*** Material for this exercise ***

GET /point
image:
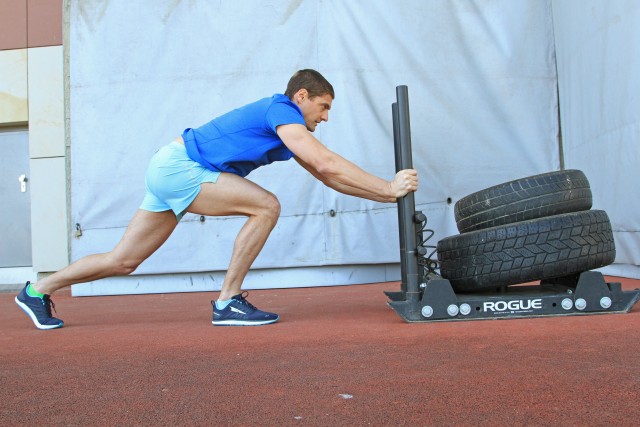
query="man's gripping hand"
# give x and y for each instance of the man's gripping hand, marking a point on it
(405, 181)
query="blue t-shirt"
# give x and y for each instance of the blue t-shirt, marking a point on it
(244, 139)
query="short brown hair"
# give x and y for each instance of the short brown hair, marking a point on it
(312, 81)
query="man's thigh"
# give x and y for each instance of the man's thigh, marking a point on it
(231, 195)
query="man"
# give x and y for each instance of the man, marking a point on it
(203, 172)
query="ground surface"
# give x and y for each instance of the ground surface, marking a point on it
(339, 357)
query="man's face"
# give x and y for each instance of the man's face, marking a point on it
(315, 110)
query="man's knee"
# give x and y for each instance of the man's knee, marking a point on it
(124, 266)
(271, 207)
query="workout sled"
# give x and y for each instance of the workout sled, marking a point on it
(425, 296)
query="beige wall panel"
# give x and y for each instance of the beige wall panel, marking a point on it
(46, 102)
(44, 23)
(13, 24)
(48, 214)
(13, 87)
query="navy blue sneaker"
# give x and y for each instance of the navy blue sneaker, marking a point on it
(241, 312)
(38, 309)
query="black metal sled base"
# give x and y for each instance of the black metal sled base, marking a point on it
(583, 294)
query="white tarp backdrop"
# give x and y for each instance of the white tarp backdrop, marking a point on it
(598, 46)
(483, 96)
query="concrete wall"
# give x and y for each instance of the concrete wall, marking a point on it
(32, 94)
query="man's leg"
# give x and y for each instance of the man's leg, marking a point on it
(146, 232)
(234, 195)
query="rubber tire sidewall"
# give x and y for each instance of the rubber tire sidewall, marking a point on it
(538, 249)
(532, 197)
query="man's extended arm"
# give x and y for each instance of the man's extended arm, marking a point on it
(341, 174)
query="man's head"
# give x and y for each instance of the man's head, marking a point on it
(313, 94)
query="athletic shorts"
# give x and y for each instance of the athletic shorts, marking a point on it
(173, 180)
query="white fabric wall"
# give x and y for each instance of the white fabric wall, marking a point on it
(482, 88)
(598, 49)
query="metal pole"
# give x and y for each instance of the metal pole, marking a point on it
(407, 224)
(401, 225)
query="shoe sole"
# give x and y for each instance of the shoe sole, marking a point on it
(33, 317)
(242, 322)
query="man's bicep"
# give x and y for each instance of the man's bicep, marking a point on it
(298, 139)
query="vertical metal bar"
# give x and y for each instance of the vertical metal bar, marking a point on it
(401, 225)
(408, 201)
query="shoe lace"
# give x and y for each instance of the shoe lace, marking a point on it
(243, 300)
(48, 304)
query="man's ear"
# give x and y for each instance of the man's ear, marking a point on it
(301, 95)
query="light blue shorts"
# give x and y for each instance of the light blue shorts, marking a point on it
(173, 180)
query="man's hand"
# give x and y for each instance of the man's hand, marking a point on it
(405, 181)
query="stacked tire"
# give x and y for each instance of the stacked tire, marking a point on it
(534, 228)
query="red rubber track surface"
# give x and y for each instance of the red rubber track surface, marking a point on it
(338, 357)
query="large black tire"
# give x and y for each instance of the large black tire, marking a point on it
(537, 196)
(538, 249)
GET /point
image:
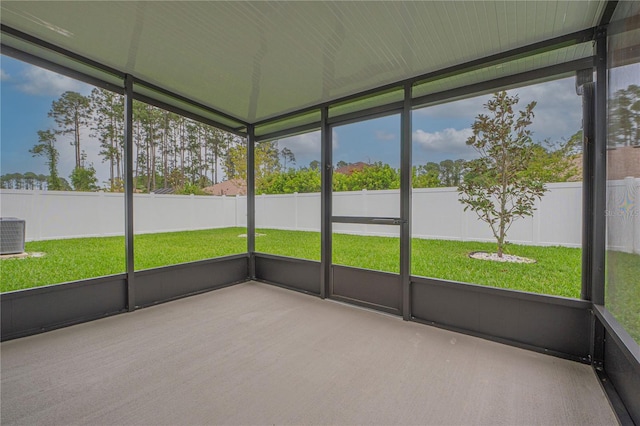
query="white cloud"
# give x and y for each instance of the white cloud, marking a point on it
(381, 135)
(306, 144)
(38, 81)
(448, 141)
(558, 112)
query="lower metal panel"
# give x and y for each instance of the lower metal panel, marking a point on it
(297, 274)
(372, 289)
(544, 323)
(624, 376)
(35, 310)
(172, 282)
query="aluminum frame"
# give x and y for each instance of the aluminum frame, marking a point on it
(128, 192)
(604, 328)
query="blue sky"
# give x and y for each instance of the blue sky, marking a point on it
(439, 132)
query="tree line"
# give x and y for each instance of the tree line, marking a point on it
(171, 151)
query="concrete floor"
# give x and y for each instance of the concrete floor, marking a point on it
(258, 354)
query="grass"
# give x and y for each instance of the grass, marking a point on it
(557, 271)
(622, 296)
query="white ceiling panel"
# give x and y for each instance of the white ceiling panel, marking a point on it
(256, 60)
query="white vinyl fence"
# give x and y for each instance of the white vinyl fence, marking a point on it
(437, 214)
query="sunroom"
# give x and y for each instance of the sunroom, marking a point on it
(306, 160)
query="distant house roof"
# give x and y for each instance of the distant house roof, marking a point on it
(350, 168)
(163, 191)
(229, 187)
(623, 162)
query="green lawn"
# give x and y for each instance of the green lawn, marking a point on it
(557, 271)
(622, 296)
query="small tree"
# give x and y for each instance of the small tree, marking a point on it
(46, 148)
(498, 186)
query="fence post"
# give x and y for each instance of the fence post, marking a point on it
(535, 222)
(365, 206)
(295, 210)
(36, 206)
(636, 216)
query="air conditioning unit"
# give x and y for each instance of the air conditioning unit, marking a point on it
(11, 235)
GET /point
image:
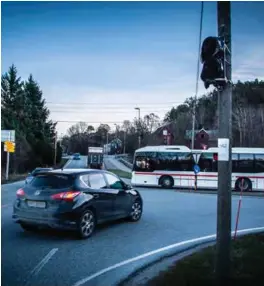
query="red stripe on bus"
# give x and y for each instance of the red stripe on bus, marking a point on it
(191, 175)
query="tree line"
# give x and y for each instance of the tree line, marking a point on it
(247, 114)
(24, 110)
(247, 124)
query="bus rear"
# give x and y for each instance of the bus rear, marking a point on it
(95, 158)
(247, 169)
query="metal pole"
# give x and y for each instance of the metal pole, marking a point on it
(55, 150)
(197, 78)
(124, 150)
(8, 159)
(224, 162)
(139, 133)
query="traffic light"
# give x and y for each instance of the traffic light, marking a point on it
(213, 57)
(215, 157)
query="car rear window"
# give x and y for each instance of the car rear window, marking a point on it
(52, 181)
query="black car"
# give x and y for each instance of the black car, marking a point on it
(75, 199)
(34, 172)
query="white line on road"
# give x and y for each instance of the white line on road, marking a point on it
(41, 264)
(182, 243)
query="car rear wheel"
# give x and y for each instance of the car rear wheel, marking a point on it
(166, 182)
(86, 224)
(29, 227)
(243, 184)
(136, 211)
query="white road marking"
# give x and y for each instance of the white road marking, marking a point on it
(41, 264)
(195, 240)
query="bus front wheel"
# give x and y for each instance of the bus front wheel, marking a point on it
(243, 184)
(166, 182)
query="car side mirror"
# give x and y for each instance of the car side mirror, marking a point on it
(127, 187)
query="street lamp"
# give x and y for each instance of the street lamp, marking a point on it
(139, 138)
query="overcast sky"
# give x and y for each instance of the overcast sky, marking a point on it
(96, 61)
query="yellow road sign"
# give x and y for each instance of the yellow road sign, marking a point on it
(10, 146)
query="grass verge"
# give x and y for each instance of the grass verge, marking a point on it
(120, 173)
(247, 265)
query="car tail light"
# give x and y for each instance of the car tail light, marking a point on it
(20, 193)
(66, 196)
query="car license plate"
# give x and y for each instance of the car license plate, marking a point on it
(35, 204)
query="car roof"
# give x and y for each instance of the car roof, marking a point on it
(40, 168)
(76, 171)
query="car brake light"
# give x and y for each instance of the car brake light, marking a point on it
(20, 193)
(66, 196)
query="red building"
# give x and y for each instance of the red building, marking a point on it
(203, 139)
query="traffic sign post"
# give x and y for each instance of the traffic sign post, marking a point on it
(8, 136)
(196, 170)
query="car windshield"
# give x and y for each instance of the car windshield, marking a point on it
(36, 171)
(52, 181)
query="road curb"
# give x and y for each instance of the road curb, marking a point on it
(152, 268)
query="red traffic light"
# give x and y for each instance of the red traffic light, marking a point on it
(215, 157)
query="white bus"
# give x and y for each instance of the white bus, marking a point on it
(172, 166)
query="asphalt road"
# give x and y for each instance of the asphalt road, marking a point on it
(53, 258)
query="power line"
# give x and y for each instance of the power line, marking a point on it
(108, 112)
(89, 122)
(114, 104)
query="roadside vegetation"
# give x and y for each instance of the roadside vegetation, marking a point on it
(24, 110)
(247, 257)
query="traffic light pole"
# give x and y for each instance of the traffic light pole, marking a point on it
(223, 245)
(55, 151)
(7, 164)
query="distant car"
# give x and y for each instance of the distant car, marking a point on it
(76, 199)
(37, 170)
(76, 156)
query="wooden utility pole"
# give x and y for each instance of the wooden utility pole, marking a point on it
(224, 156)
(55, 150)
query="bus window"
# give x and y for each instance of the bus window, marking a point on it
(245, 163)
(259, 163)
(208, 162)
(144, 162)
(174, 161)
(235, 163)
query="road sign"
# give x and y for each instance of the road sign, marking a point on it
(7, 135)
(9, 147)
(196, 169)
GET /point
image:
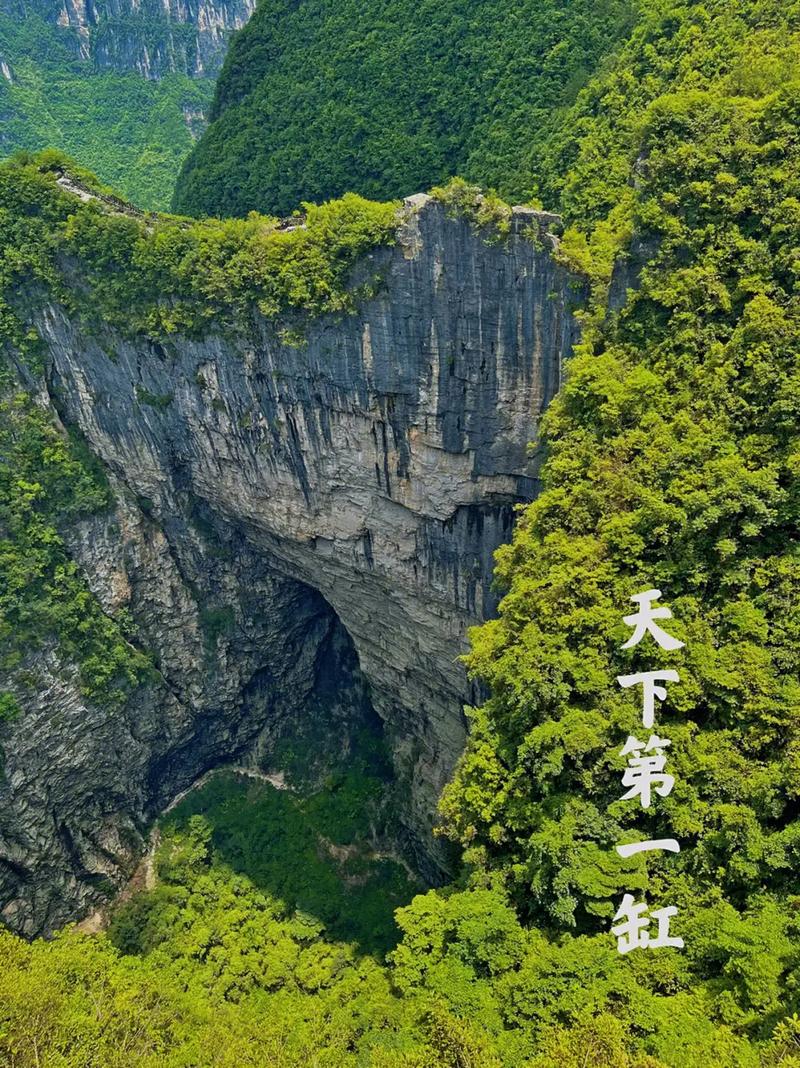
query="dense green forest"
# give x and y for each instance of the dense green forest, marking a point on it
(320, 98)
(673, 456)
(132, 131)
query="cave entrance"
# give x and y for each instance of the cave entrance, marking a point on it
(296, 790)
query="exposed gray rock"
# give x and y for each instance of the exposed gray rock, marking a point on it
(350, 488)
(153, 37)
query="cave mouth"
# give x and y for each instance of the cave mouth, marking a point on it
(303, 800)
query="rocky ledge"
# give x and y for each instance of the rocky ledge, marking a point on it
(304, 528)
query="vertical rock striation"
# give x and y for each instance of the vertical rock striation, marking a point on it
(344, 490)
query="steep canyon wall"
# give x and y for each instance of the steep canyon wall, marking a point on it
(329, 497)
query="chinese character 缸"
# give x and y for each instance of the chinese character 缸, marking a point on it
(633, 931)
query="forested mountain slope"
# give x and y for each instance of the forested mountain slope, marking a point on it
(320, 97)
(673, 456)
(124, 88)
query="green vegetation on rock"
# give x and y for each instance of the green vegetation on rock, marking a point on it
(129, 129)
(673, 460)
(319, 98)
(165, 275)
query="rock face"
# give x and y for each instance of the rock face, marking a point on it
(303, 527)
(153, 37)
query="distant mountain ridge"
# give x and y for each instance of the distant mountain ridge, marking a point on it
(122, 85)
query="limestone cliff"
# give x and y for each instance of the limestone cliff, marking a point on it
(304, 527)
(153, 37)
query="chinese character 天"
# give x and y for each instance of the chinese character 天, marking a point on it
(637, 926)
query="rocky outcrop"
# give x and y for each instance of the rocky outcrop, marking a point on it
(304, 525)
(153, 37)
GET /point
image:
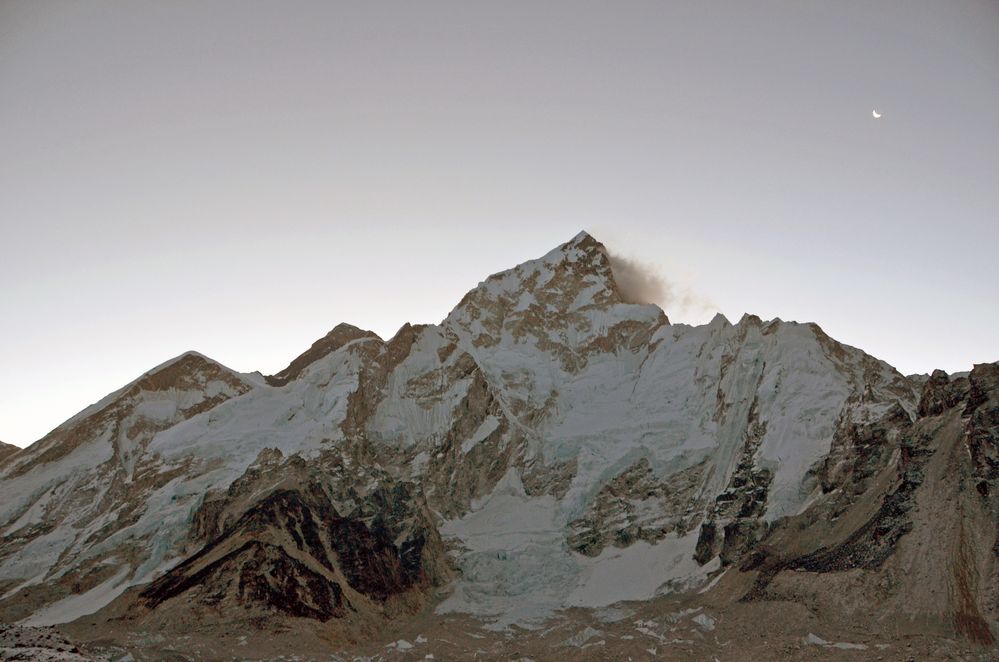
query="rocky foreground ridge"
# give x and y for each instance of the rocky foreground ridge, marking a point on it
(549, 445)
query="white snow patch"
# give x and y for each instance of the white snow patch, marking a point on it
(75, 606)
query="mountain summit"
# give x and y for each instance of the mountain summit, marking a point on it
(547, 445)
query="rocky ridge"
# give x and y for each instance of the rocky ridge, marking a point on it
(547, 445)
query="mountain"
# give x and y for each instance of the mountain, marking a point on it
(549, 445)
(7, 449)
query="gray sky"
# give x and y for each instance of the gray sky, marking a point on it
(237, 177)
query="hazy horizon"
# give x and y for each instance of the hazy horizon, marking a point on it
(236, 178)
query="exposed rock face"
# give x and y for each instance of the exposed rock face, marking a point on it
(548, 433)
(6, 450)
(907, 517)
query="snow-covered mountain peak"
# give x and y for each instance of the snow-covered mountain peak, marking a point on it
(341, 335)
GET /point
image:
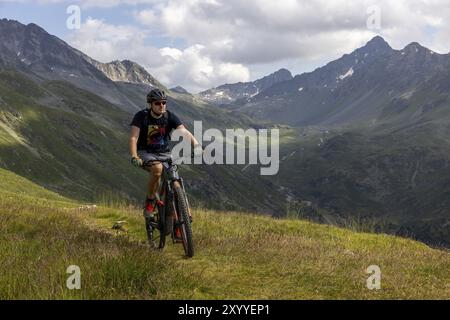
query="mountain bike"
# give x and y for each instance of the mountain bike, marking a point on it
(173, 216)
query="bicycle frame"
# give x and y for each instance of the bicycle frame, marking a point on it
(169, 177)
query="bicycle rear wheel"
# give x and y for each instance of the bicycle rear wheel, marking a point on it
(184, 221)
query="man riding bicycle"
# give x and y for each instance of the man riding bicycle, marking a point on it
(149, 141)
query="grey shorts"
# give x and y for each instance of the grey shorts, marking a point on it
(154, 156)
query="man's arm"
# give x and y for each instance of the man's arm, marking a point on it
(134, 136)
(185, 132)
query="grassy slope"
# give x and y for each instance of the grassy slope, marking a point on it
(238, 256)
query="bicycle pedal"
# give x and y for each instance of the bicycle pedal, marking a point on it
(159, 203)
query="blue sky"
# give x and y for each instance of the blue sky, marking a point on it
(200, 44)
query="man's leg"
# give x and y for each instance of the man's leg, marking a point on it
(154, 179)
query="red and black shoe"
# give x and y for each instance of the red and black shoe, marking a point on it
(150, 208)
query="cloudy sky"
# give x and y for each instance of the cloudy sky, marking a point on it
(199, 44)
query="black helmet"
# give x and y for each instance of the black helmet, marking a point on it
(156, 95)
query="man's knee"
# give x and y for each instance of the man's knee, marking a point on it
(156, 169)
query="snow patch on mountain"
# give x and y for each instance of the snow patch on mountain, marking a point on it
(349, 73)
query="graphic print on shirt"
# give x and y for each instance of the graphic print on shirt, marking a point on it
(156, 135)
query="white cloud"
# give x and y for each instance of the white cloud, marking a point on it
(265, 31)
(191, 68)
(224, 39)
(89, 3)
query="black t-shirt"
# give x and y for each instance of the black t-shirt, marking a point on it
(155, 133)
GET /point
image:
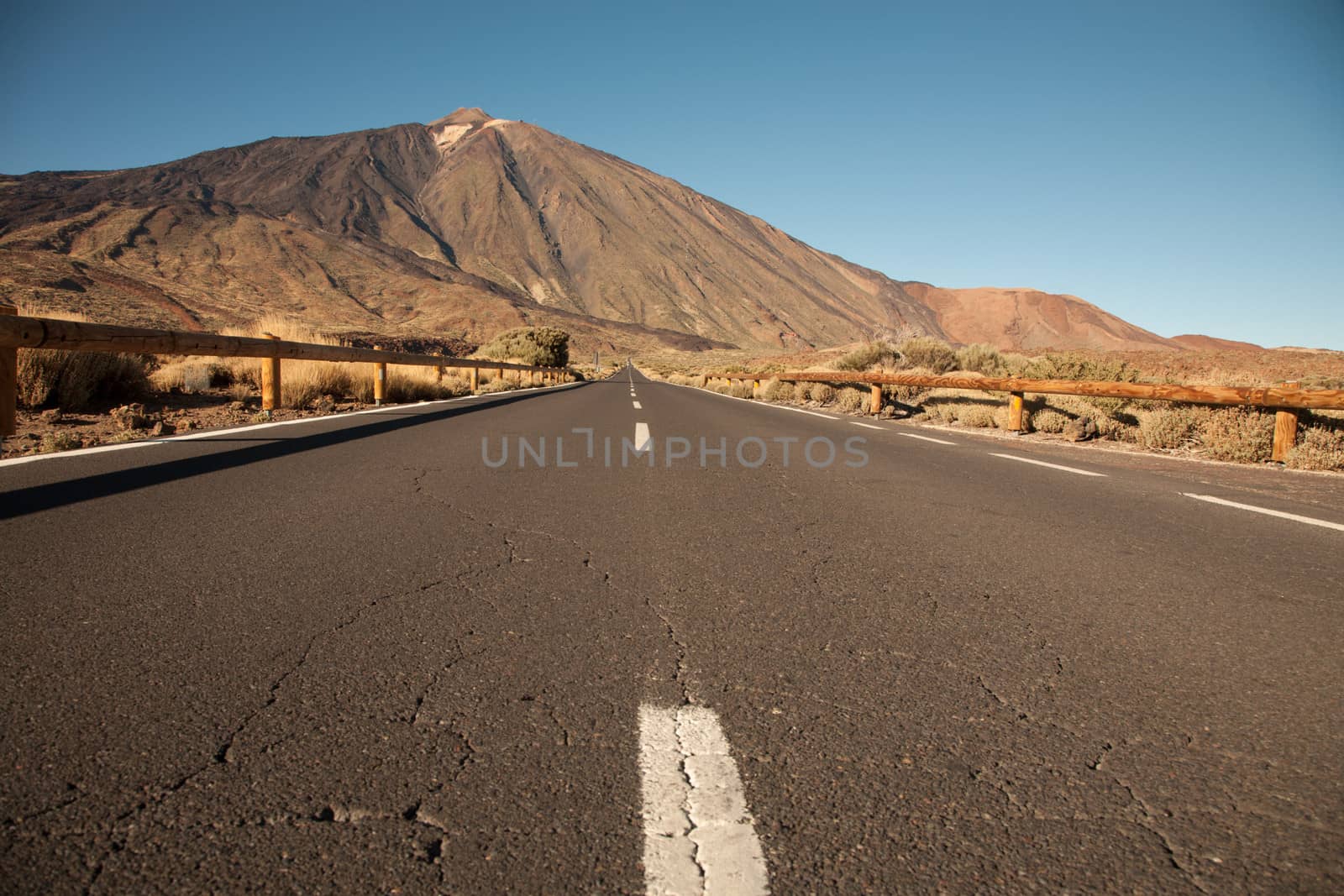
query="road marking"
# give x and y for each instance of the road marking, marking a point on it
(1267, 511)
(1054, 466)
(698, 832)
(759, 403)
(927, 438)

***

### Goal:
Please collect every line of the material that contains the string "covered".

### Task answer:
query="snow-covered mountain peak"
# give x and y for each instance of the snow-covered mountain peak, marking a point on it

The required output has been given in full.